WORK REQUEST 1
From the post about the affair, copy the passage starting with "All of the flaws" and going on through "with my WH." word for word.
WORK REQUEST 2
In the post about the affair, what kept the husband's typical cheater flaws in check before the affair?

EXCERPT
────────────────────────────────────────

I’ve thought a lot about all your comments and I’m so grateful to each and everyone of you for taking the time to respond and share your stories.

I can see exactly what you’re all shouting from the rooftops that character flaws lead to cheating.

All of the flaws that are typical for cheaters were evident in my WH. I can see that. BUT they were kept in check by his moral code. Basically the angel on the shoulder won out every day. He was a good man prior to the cheating. He was the kind of man who would cross the road for someone in need. He loved his family and did EVERYTHING he could to make us happy. I know people say ‘no one thought it of my WS’ but it was truly the case with my WH.

The affair happened when there was a perfect set of circumstances for it to thrive. The depression/mental health crisis (he wasn’t diagnosed at the time) began when we had an event in the family which upset him greatly and I believe he blamed himself for. He shut off and wouldn’t talk. He was trying to be strong for me (this was an issue in the marriage) but he spiralled down and that’s when he met the AP. I’ve already mentioned her as the driving force initially and relentless and she was. I read the texts so I do know this to be true. Dare I mention the dynamic between weak men and controlling, manipulative women? Oh hell it seems I do!

────────────────────────────────────────

DATA RECORDS
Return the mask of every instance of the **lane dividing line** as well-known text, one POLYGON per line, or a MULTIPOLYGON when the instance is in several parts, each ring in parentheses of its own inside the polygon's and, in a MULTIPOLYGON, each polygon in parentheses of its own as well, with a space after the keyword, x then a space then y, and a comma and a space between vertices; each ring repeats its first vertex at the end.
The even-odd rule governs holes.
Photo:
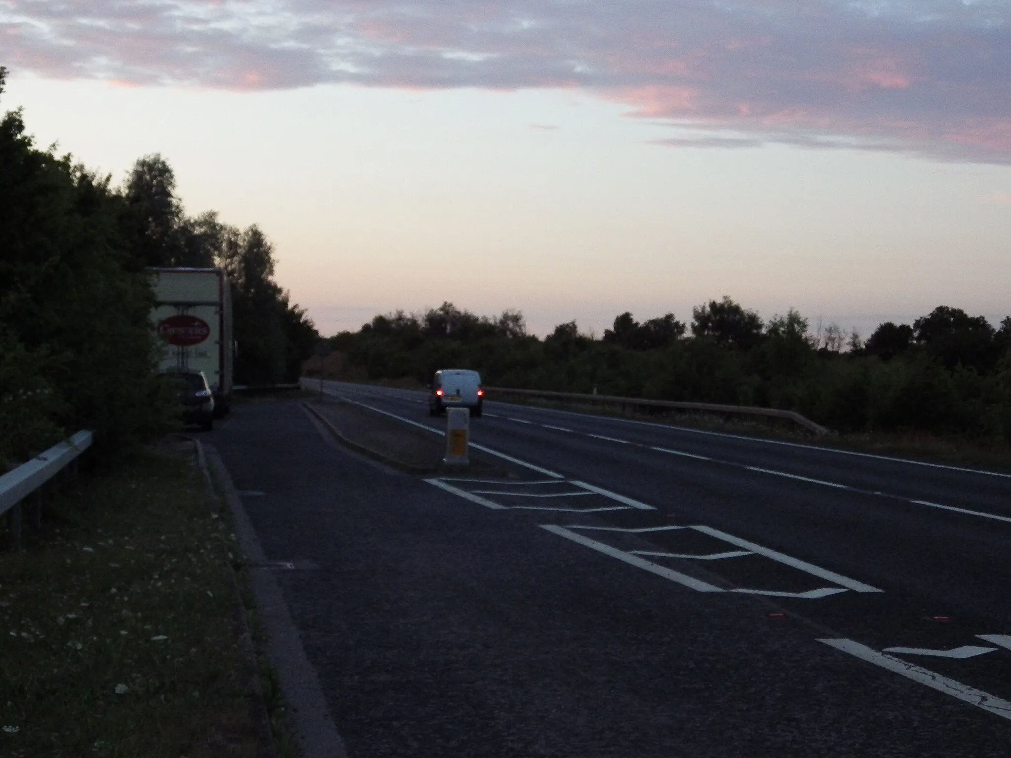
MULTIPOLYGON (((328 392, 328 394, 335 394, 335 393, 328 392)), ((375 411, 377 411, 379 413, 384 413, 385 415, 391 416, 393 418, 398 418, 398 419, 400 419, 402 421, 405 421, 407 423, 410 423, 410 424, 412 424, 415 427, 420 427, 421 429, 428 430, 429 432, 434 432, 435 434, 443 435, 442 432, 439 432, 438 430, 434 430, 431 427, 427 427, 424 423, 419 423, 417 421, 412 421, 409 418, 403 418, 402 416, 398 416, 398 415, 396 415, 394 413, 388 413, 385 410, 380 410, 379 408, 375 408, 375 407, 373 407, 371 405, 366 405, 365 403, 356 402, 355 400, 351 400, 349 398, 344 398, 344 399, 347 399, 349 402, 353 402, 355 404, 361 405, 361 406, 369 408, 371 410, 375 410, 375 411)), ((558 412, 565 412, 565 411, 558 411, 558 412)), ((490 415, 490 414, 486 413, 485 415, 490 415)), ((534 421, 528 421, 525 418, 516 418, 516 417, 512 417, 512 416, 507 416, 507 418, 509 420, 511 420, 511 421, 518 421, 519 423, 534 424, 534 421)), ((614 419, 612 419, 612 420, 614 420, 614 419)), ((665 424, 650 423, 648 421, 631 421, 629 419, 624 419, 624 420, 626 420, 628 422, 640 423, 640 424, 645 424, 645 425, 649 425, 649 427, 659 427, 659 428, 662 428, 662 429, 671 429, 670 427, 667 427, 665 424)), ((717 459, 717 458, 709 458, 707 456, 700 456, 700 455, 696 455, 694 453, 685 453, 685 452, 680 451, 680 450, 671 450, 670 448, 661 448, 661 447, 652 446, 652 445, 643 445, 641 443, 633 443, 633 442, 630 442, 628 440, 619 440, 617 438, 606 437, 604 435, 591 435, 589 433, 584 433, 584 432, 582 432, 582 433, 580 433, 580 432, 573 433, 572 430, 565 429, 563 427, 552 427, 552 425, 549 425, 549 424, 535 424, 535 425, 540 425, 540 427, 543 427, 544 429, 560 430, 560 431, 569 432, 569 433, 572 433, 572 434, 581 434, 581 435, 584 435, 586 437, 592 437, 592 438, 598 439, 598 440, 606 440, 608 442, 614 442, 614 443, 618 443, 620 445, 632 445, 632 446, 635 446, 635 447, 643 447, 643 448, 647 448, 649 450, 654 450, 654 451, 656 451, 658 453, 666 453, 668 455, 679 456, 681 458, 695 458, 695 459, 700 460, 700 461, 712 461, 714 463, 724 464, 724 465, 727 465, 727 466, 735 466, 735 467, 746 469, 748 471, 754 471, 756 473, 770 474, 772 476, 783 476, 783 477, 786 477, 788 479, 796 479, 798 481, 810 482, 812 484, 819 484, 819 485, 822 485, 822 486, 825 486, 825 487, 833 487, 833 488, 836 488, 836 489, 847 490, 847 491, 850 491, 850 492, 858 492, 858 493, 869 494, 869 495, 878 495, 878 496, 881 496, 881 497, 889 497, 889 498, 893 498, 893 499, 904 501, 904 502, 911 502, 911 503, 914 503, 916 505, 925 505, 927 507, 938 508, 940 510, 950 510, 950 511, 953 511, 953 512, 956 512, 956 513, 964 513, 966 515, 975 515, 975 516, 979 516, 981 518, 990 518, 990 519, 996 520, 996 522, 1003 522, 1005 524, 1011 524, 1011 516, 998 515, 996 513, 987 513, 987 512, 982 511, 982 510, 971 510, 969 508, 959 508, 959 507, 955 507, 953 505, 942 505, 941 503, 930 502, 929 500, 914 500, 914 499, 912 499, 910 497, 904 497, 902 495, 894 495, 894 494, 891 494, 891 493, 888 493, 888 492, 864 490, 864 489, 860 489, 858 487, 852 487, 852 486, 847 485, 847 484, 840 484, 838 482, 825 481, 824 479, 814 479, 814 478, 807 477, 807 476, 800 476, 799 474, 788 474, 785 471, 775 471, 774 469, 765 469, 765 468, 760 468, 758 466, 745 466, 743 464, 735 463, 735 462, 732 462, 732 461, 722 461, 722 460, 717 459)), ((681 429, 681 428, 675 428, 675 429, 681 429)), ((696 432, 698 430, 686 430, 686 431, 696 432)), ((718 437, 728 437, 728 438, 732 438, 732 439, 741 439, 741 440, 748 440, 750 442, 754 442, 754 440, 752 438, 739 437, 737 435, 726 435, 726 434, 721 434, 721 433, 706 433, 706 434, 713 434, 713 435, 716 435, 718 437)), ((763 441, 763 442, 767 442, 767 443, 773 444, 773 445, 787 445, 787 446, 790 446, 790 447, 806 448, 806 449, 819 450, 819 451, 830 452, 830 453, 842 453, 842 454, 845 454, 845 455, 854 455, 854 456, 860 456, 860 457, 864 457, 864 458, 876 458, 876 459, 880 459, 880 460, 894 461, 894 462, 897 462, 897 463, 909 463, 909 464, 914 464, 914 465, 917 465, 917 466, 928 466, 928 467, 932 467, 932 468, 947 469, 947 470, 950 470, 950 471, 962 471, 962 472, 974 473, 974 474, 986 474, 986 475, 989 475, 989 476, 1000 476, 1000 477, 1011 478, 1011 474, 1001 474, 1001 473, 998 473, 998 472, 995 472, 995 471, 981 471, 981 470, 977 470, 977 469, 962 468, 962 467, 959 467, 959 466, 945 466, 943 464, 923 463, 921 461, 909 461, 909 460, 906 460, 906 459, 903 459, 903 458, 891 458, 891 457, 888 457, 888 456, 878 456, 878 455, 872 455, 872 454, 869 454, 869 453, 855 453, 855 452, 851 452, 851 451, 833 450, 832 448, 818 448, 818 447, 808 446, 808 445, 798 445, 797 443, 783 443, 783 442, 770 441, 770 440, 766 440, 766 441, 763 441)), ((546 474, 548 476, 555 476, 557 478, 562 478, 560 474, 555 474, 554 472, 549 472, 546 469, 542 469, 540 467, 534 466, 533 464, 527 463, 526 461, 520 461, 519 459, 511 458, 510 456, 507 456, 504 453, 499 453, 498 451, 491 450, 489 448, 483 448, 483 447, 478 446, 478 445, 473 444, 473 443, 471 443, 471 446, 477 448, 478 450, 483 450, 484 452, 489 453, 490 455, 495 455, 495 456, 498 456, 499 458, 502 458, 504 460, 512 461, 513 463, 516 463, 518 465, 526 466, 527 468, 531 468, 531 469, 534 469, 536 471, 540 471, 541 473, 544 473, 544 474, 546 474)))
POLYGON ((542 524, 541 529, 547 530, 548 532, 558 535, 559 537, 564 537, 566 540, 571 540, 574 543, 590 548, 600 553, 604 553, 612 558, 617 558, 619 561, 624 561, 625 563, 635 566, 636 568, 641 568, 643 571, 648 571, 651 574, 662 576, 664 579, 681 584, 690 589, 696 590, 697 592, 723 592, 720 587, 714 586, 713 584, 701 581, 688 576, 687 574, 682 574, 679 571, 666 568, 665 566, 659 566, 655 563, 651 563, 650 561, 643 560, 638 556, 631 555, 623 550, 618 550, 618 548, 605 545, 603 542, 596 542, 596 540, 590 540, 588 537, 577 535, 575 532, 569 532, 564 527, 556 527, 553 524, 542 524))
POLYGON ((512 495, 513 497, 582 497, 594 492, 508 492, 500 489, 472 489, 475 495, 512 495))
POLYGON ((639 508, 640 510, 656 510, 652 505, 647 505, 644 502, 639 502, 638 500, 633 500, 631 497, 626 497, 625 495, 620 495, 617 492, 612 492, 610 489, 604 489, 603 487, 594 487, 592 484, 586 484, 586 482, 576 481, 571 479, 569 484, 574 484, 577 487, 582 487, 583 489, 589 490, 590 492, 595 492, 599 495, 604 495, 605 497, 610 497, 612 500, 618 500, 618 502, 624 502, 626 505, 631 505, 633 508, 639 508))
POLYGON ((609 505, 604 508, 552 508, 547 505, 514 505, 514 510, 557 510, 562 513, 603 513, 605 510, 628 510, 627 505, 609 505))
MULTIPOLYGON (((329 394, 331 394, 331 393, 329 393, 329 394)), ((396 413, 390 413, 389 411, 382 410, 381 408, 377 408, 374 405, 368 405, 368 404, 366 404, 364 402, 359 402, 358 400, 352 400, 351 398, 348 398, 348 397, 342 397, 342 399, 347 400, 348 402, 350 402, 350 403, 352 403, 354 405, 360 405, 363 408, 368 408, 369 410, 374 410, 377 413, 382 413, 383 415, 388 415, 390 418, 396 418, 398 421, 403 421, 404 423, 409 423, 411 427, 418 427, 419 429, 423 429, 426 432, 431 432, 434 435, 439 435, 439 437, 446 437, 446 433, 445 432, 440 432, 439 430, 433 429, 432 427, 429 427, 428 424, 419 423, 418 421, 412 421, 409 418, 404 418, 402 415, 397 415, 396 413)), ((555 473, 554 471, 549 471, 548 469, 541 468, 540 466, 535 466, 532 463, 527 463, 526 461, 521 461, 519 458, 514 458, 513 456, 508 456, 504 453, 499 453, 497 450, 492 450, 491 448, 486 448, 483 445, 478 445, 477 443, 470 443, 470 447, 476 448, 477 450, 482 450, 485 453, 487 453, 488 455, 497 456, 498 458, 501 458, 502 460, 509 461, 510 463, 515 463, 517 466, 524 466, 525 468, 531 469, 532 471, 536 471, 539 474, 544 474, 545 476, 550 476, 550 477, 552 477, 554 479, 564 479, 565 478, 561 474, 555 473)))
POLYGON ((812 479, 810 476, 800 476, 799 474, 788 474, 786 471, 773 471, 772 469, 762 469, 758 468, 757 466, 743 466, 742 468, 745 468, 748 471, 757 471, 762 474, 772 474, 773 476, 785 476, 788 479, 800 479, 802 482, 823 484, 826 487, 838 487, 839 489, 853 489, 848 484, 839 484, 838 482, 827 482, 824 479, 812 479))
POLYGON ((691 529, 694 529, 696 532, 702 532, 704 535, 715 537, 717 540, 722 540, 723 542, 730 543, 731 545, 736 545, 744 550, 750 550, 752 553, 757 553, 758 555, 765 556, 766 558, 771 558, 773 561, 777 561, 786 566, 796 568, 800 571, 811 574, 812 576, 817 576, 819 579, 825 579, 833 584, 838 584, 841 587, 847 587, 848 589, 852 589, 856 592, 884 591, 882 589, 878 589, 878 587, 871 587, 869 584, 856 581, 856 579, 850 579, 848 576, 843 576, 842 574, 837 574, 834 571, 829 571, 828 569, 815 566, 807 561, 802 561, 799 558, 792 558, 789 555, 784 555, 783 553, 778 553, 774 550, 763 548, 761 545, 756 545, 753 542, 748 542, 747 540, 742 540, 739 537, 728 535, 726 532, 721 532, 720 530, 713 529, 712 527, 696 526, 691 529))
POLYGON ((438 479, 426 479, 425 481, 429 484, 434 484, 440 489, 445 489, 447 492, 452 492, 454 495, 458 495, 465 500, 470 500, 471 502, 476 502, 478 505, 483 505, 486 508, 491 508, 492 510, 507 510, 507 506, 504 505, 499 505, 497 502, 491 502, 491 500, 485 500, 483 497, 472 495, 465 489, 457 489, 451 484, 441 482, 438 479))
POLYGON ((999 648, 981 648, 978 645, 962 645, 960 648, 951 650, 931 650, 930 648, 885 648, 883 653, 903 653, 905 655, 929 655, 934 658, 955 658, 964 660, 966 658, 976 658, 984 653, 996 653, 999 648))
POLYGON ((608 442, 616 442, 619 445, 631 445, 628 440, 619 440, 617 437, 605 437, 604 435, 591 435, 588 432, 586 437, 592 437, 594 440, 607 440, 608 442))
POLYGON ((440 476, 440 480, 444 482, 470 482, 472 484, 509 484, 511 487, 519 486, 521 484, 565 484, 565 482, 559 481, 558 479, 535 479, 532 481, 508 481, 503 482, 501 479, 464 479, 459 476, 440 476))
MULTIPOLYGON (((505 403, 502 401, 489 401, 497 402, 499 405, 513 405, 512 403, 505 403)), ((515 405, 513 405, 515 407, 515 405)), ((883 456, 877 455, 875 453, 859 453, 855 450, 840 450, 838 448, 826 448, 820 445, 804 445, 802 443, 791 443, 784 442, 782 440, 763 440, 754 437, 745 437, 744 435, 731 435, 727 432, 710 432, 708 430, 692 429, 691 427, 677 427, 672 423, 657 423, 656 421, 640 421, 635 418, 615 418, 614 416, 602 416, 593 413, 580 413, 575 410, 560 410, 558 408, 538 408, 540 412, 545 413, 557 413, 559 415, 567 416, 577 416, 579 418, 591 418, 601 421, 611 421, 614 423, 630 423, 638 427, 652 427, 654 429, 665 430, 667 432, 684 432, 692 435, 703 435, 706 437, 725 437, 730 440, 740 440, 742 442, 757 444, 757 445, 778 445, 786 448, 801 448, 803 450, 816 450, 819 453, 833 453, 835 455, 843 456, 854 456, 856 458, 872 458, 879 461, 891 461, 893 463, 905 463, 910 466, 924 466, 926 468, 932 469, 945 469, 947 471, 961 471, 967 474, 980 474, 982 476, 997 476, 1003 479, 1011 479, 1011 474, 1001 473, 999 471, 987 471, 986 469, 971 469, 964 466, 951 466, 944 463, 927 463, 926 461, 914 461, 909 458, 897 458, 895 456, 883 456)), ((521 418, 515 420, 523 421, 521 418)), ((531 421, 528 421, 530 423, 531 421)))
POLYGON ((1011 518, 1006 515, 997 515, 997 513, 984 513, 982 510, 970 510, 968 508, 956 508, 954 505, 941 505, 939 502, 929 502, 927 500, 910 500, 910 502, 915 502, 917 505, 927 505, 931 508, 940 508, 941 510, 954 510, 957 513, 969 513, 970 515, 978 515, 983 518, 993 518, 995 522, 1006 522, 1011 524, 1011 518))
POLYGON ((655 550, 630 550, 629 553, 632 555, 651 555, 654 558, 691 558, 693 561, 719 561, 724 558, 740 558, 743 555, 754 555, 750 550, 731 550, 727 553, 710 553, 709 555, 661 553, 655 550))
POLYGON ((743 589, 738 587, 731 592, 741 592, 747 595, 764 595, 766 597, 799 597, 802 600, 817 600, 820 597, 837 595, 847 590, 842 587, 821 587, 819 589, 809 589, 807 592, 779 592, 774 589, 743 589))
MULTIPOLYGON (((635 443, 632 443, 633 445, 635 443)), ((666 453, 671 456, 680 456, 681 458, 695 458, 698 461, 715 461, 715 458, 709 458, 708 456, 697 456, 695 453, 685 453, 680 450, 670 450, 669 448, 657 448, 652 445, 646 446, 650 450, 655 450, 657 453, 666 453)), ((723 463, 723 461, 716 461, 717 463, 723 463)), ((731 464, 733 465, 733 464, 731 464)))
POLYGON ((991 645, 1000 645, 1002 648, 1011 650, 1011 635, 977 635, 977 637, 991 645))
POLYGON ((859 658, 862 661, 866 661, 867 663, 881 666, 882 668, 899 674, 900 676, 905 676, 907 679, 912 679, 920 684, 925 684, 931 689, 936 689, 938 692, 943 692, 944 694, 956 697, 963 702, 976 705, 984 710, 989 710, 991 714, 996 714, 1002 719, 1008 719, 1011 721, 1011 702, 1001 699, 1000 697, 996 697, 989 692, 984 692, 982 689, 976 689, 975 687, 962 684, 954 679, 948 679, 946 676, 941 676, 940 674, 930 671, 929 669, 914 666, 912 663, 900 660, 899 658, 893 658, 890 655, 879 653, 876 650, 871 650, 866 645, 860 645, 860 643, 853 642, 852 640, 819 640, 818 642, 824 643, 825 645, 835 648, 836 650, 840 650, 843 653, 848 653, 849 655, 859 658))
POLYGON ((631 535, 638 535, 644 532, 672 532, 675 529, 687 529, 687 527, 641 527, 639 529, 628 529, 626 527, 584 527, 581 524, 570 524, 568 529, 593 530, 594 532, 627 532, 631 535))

────────────────────────────────────────

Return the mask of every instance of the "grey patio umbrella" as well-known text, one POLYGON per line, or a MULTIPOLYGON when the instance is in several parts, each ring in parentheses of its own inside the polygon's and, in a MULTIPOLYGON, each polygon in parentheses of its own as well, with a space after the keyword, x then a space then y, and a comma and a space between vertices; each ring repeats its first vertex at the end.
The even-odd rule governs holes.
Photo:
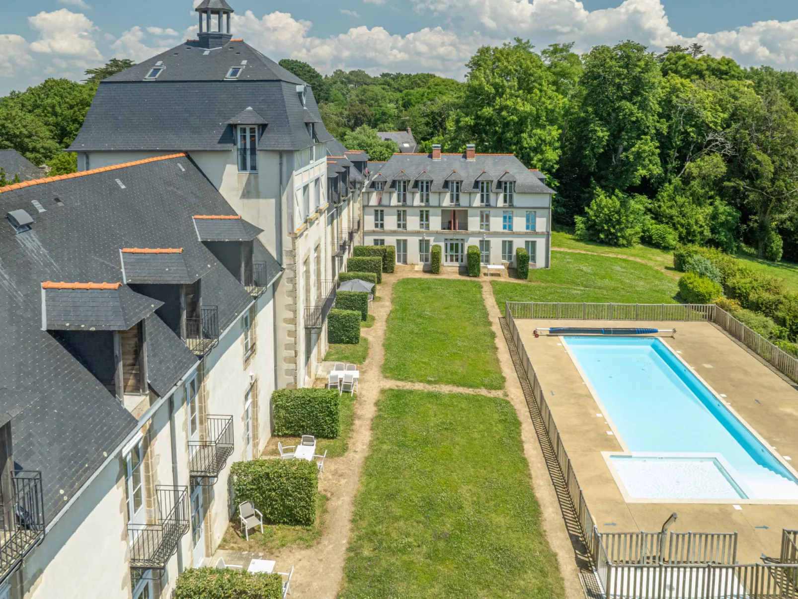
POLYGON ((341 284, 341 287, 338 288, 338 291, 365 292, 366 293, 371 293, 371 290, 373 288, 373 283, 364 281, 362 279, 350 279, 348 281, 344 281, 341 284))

────────────────────────────────────────

SOLUTION 1
All of the flaws that are typical for cheaters were evident in my WH. I can see that. BUT they were kept in check by his moral code. Basically the angel on the shoulder won out every day. He was a good man prior to the cheating. He was the kind of man who would cross the road for someone in need. He loved his family and did EVERYTHING he could to make us happy. I know people say ‘no one thought it of my WS’ but it was truly the case with my WH.

SOLUTION 2
His moral code.